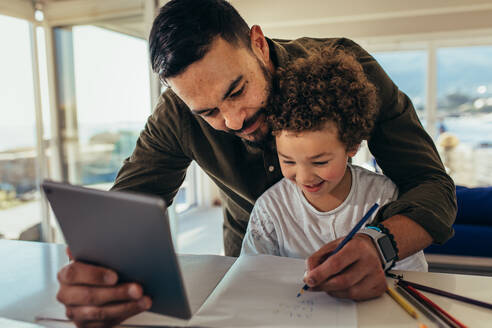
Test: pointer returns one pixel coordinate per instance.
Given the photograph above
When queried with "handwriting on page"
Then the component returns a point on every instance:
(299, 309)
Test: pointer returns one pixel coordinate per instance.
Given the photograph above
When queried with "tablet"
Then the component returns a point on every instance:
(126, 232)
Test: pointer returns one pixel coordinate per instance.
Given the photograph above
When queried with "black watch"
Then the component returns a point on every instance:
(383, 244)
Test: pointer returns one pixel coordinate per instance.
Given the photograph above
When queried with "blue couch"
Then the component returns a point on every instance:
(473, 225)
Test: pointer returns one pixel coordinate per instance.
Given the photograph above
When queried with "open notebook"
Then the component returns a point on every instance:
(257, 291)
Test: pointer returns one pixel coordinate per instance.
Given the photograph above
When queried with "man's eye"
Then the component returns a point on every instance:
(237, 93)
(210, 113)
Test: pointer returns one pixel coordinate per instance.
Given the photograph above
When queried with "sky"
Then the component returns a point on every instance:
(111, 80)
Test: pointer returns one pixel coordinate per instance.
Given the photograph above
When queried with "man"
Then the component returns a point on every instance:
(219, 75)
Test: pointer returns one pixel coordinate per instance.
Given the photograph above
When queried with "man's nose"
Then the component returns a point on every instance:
☆ ☆ ☆
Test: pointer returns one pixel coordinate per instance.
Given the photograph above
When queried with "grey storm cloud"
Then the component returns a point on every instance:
☆ ☆ ☆
• [WHAT IS BEING ASKED]: How many of the lines above contain the string "queried", with case counting? Reply with the number alone.

• [WRITTEN REPLY]: 10